**WHAT THIS TASK INVOLVES**
Copy out, word for word, the stretch of the material below from the line that contains "In this exercise you will find the beige" through the line that contains "[(89, 272), (22, 262), (437, 483)]", including both of those lines.

Records from a point labeling set:
____

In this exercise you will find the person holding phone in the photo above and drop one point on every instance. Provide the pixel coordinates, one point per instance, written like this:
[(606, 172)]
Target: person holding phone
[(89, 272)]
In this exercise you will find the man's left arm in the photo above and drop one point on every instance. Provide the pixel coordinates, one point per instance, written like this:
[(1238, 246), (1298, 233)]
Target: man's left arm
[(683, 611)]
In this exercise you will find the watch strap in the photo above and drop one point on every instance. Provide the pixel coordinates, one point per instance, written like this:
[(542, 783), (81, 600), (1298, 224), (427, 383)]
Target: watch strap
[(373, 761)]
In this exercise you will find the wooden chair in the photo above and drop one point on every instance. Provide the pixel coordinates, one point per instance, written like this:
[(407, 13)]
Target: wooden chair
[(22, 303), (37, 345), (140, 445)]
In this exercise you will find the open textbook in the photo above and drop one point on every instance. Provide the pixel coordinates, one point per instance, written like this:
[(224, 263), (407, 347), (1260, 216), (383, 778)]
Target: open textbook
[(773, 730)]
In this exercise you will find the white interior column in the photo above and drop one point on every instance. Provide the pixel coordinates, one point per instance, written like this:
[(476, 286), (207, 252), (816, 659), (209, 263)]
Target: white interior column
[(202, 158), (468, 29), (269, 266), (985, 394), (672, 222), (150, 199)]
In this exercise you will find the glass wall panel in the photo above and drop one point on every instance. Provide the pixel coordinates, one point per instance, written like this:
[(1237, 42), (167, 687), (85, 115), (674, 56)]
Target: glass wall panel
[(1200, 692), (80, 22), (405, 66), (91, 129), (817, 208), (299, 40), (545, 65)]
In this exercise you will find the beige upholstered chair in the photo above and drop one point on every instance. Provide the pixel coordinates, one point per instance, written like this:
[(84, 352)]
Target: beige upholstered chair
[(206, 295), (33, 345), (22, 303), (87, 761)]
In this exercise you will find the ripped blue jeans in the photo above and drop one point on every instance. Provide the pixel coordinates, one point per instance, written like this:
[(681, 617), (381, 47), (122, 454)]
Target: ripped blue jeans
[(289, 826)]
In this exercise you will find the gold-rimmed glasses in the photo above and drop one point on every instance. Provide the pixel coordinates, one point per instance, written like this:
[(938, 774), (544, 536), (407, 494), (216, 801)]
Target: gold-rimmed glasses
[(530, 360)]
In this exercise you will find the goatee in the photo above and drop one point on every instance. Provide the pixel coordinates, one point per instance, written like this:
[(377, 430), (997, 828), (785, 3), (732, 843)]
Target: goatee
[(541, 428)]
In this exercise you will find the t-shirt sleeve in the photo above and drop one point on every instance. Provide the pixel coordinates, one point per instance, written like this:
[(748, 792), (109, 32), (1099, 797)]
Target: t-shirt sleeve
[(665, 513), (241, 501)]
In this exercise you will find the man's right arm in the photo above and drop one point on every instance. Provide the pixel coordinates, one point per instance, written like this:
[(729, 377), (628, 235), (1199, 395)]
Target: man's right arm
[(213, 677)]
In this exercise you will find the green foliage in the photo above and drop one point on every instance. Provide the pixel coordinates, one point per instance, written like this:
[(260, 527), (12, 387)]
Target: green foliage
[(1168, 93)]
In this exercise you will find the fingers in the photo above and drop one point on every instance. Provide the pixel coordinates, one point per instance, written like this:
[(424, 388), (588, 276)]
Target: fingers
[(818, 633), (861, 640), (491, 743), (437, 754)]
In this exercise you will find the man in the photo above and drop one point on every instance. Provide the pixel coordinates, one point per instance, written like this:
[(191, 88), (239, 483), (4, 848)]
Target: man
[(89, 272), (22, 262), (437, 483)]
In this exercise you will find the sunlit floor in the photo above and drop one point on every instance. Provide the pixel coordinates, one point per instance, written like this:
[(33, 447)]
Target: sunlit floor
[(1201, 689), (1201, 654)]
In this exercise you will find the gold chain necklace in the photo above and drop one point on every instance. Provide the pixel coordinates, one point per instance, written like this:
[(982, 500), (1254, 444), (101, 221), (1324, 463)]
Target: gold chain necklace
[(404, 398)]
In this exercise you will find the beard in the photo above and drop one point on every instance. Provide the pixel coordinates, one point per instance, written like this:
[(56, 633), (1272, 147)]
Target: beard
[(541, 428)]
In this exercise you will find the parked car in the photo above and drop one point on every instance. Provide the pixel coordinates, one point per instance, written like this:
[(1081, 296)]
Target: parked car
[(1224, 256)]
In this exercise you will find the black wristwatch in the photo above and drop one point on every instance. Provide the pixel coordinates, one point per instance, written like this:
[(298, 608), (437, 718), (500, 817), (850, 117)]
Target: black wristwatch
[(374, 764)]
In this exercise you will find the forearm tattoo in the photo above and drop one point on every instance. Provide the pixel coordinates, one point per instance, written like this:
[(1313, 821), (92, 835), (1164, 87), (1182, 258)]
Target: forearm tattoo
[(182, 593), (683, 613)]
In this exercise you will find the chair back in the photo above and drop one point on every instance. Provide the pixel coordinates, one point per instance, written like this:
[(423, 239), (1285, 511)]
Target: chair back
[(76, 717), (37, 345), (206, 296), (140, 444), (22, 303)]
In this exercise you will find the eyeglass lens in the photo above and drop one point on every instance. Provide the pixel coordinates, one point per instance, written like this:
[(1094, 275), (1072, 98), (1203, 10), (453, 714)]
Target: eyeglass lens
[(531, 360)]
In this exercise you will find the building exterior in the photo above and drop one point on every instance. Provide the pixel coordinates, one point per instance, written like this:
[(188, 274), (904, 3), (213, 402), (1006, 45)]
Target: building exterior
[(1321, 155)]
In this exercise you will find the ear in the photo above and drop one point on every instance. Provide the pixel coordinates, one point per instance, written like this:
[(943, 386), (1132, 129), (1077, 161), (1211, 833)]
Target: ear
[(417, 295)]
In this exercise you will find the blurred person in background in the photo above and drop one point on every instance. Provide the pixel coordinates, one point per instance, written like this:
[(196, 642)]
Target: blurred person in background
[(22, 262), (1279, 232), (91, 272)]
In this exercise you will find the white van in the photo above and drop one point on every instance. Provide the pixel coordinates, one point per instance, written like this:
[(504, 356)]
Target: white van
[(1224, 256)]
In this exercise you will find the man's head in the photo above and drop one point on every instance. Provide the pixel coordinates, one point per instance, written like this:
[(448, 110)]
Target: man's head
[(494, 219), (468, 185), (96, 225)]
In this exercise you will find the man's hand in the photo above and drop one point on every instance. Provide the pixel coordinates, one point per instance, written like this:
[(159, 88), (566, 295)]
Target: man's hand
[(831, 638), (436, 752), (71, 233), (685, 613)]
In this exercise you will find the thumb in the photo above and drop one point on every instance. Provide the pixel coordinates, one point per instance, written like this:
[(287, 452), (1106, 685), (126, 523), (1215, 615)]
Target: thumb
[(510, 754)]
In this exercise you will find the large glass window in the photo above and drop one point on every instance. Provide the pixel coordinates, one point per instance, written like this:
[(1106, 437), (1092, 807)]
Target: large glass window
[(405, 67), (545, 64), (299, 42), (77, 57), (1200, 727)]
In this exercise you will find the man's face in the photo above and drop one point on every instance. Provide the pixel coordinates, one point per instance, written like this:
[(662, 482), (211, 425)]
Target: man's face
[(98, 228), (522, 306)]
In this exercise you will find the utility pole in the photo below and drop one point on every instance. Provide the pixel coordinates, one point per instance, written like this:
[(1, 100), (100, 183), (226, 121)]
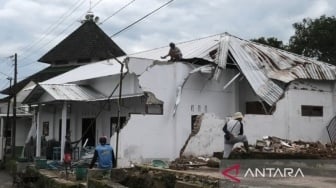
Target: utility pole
[(7, 118), (119, 109), (14, 107)]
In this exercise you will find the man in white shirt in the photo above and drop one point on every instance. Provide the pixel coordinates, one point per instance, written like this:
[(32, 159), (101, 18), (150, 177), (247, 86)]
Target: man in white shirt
[(234, 133)]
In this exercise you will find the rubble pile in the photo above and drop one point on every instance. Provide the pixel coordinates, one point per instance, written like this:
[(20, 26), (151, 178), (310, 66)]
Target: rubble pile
[(184, 163), (271, 144)]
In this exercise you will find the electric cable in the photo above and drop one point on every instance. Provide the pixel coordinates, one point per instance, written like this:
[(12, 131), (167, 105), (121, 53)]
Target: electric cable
[(137, 21), (122, 8)]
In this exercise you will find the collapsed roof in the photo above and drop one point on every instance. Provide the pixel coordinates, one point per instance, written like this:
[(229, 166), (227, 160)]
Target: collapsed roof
[(263, 66), (267, 69)]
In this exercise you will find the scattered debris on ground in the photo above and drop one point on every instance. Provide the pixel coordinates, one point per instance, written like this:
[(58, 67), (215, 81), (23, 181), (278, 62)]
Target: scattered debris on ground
[(272, 144)]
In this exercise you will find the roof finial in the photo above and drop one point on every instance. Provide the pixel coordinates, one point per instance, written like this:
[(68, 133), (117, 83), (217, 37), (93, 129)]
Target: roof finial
[(90, 16), (90, 6)]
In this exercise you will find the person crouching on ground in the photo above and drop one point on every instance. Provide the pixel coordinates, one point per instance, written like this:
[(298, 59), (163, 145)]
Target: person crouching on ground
[(234, 133), (104, 154)]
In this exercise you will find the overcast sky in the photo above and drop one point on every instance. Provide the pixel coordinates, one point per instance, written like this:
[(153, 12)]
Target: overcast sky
[(30, 28)]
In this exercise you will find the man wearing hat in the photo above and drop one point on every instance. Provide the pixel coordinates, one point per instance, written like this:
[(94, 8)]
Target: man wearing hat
[(234, 133)]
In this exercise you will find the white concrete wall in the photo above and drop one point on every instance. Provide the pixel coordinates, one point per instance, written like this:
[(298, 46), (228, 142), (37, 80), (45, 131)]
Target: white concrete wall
[(162, 136), (22, 128), (209, 139), (287, 122)]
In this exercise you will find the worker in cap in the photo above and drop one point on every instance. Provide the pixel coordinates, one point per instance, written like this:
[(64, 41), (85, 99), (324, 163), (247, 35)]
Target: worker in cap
[(234, 133), (174, 53), (104, 155)]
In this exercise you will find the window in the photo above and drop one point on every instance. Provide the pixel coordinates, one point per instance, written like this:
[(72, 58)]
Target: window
[(256, 107), (311, 110), (114, 124), (154, 109)]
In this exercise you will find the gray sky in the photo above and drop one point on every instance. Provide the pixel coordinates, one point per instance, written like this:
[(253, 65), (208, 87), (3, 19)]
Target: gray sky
[(30, 28)]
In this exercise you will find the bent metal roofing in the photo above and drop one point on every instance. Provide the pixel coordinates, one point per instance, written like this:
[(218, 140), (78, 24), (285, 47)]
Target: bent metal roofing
[(260, 64), (263, 66)]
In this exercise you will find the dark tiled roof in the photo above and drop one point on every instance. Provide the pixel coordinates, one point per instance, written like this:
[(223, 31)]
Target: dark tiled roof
[(40, 76), (85, 43)]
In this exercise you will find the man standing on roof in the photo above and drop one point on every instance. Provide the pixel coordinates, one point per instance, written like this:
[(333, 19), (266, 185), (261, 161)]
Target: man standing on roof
[(104, 154), (234, 133), (174, 53)]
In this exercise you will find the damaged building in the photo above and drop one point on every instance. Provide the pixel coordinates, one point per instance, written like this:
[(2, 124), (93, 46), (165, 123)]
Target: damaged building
[(158, 104)]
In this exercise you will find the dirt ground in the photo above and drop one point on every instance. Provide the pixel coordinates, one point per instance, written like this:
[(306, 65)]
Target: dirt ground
[(308, 181)]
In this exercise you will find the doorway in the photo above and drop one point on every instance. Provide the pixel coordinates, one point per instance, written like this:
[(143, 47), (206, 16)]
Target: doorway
[(89, 131), (60, 129)]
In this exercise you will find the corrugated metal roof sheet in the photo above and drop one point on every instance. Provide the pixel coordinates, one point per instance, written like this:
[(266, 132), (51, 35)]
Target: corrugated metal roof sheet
[(260, 64), (86, 72), (199, 48), (72, 92)]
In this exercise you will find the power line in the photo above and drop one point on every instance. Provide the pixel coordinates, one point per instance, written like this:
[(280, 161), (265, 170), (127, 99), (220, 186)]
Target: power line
[(129, 3), (137, 21), (52, 28), (58, 35), (4, 74)]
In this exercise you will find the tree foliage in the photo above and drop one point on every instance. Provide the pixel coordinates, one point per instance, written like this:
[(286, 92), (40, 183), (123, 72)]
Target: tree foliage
[(271, 41), (315, 38)]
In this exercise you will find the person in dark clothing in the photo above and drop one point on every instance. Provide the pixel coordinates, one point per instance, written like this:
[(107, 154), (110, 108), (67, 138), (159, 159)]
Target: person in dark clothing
[(234, 133), (104, 154), (174, 53)]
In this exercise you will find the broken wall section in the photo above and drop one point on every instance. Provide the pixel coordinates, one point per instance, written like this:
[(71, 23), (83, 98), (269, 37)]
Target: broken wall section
[(209, 139)]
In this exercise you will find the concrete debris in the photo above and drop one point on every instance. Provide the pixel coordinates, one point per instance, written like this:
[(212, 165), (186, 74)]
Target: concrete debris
[(271, 144), (184, 163)]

____

**OUTPUT FOR THIS TASK**
In this exercise you will find the beige upholstered chair in the photo above and drop one point on every instance. Provide the pixel coordinates, one point per instance, written like this:
[(84, 352)]
Target: beige upholstered chair
[(206, 295), (33, 345), (22, 303), (87, 761)]
In this exercise you will find the ripped blue jeans in the photo above and drop one point on every instance. Provide the pixel coordinates, one point per instance, written like this:
[(681, 617), (381, 47), (122, 454)]
Target: ripped blue jeans
[(289, 826)]
In this exercise you will find the gold-rimmed glasses in the photo above and drop one point on every instance. Provide the pixel coordinates, one point per instance, written like this:
[(938, 774), (544, 536), (407, 494), (216, 801)]
Target: gold-rimmed glasses
[(530, 360)]
In this exercise you will find the goatee in the photo above and drop one point on every instance. Provide the pixel coordinates, one point per instance, written like this:
[(377, 430), (997, 828), (785, 3), (732, 843)]
Target: goatee
[(541, 428)]
In this exercise you will find the t-shirt sleeve in the photo above and drop one point on every instance. Provide the pixel coordinates, one point per instance, written like this:
[(748, 792), (109, 32), (1099, 797)]
Target: t-shirt sleeve
[(665, 513), (241, 501)]
In this exercise you will find the man's right arm in the photo above and drop one point on every instance. Provide the pixel coordinates, one point per instance, written like this:
[(729, 377), (628, 235), (1199, 395)]
Target: man's right arm
[(213, 677)]
In this exercise you will find the green foliage in the photo above and drop one point on every instance. Provide the pixel coordinates, one point per instance, written like this:
[(260, 527), (12, 387)]
Target: green foliage
[(1168, 93)]
In this exercise you will find the fingers in the photo above and drop one point on every instance. Provide the pixel coordinates, one point per instance, written like this:
[(424, 388), (588, 276)]
Target: fingers
[(818, 633), (861, 640), (491, 743), (437, 754)]
In this exercise you will find the man in the photo above and drop one point on every instance. Provide the pixel coordinates, one point per instance, written like this:
[(191, 88), (239, 483), (4, 848)]
Target: man
[(89, 272), (22, 262), (437, 483)]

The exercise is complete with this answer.